From the items below, pull out each line that contains the string "Target" and copy those lines in full.

** start **

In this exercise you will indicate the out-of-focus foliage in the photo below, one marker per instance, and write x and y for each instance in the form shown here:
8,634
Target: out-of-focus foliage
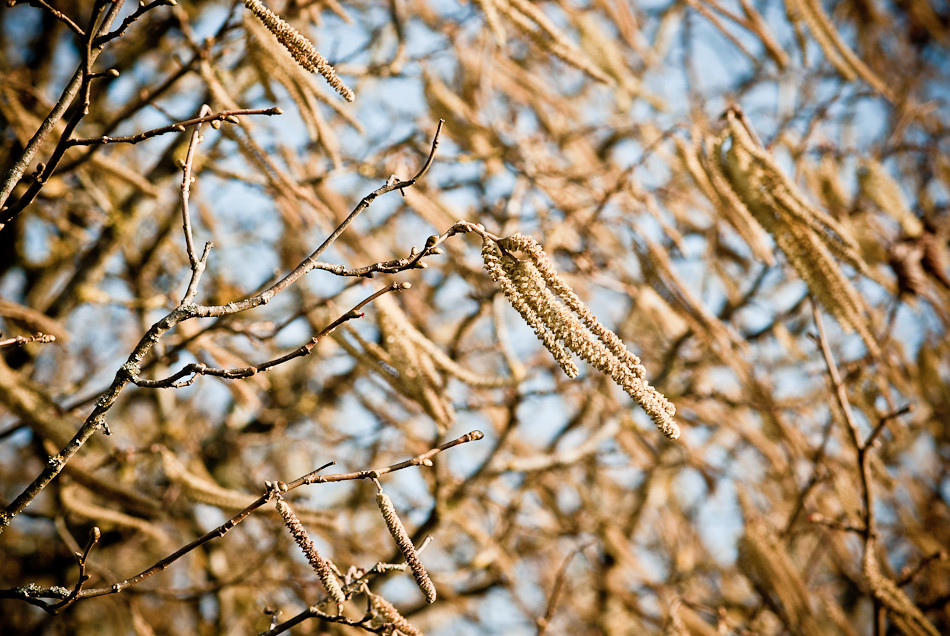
702,173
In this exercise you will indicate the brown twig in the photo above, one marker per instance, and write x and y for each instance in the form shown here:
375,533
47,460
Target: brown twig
97,419
224,115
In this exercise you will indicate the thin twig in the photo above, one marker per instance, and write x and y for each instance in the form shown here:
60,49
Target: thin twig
224,115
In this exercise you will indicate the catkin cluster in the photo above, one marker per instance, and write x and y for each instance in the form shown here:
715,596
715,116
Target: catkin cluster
317,562
404,543
564,324
299,47
748,181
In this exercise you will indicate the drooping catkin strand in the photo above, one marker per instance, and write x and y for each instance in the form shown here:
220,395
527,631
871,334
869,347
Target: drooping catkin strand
299,47
388,611
492,258
319,565
832,44
564,323
404,543
811,239
886,193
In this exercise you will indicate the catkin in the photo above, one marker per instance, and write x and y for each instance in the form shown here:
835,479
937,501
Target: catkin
564,324
299,47
319,565
404,543
389,612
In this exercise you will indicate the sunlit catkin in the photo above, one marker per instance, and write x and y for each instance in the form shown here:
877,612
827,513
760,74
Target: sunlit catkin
564,324
299,47
390,614
404,543
319,565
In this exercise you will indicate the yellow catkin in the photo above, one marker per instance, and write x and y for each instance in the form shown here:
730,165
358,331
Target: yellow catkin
404,543
565,324
318,563
392,616
299,47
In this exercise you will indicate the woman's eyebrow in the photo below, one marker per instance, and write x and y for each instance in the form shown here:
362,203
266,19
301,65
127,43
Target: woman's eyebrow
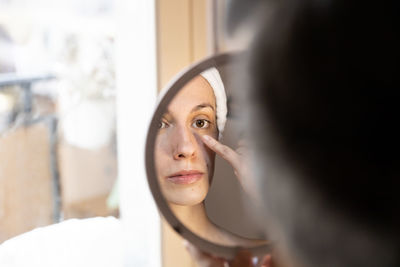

** end **

→ **In response**
Target: out-of-focus foliage
Target: brown twig
Target: thin twig
Target: catkin cluster
Target: drooping catkin strand
Target: catkin
Target: sunlit catkin
Target: yellow catkin
Target: woman's eyebrow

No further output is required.